Monmouth School is the older of the Haberdashers' Monmouth Schools, and collaborates with its sister school, Haberdashers' Monmouth School for Girls, for certain activities such as drama productions and Sixth Form courses. They also share a coeducational pre-prep, Agincourt School.
In 1613, William Jones, a prominent merchant and haberdasher, gave the Haberdashers’ Company £6,000, followed by a further £3,000 bequeathed in his will on his death in 1615, to "ordaine a preacher, a Free-School and Almes-houses for twenty poor and old distressed people, as blind and lame, as it shall seem best to them, of the Towne of Monmouth, where it shall be bestowed". Jones was born at Newland, Gloucestershire and brought up in Monmouth, leaving to make a sizeable fortune as a London merchant engaged in the cloth trade with the continent. Jones' motivations for his bequest appear partly philanthropic and partly evangelical; "the priority given to the preacher illustrates his concern to convert an area in the Marches which was still, when the school opened in 1614, strongly recusant."
The Haberdashers purchased four fields as the site for the school before Jones's death and by 1615, the almshouses, and the schoolroom and headmaster's house had been completed. Nothing remains of the original school buildings. In 1865, and on the same site, the school was substantially rebuilt (see below). By 1872, and under the headmastership of the Rev. Charles Manley Roberts, Monmouth had become a member of the prestigious Headmaster's Conference (created by Edward Thring of Uppingham in 1869), a mark of its increasing reputation and status as a public school. As a result of rising revenues from investments - Monmouth's endowment was one of wealthiest of any school by the mid-19th century - the original foundation was re-organised in 1891 to support a new girls’ school and an elementary school in the town, as well as a boys grammar school (West Monmouth School) in Pontypool. The elementary school was transferred to County Council control in 1940 with West Monmouth School at Pontypool following in 1955. This left the William Jones’s Schools Foundation responsible for Monmouth School and Haberdashers' Monmouth School for Girls - also known as HMSG - both of which joined the Direct Grant scheme in 1946. In 1976, and with the ending of Assisted Places, the school returned to full independence.

SET OF TASKS -
A) From the Monmouth School passage above, extract the part that opens with the words containing "Monmouth School is" and closes with "pre-prep, Agincourt School.".
B) According to the Monmouth School passage, where was William Jones born?
C) Render this sentence from the Monmouth School passage in Spanish: "The elementary school was transferred to County Council control in 1940 with West Monmouth School at Pontypool following in 1955."

DATA LISTING -
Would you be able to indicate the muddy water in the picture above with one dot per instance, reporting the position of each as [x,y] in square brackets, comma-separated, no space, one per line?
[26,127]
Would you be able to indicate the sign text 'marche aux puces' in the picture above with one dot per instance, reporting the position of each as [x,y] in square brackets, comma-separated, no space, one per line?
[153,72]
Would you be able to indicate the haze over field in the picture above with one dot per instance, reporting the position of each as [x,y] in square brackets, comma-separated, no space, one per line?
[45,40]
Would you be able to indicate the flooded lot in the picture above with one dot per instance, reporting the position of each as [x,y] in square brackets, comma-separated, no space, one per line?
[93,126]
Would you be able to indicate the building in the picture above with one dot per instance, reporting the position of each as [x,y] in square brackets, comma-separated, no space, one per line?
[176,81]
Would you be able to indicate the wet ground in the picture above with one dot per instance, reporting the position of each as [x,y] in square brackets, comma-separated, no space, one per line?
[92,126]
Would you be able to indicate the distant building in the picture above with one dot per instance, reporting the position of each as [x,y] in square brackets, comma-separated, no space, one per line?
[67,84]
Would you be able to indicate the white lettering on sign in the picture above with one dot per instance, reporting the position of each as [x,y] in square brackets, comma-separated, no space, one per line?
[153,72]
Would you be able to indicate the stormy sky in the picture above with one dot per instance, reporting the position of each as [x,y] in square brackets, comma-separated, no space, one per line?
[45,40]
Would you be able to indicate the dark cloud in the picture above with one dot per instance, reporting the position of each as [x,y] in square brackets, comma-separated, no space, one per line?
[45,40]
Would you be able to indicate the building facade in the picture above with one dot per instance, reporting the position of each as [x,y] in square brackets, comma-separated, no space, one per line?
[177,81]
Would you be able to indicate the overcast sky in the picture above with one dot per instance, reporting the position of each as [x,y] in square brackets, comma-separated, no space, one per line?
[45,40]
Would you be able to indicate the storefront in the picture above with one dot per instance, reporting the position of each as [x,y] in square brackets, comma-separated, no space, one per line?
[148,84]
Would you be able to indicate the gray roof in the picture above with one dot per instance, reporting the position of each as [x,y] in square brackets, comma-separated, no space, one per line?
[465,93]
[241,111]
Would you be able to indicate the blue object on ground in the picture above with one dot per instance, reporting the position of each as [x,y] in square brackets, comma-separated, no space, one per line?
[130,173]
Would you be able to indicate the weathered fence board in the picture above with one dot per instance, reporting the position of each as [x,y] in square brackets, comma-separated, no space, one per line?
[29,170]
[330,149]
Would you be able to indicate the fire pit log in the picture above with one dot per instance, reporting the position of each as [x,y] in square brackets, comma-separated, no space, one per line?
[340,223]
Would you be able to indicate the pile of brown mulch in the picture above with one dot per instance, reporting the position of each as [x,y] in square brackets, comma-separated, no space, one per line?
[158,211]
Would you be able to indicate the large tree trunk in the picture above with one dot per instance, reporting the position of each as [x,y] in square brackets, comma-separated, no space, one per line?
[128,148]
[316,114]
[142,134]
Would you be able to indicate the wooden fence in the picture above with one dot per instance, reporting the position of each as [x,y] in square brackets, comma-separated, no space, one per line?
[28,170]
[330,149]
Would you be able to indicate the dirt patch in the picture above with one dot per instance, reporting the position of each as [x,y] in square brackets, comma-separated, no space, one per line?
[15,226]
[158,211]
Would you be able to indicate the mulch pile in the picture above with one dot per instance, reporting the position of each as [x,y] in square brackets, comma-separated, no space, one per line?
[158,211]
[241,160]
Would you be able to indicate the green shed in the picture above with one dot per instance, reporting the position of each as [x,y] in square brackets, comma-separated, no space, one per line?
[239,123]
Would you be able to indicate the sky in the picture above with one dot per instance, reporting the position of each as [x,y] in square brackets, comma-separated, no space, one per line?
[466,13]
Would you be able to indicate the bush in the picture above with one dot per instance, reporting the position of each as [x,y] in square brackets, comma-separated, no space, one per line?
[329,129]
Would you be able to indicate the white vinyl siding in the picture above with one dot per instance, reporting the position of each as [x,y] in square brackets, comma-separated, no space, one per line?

COMPLETE ANSWERS -
A)
Monmouth School is the older of the Haberdashers' Monmouth Schools, and collaborates with its sister school, Haberdashers' Monmouth School for Girls, for certain activities such as drama productions and Sixth Form courses. They also share a coeducational pre-prep, Agincourt School.

B) Newland, Gloucestershire.

C) La escuela primaria pasó al control del Consejo del Condado en 1940, y la West Monmouth School de Pontypool hizo lo mismo en 1955.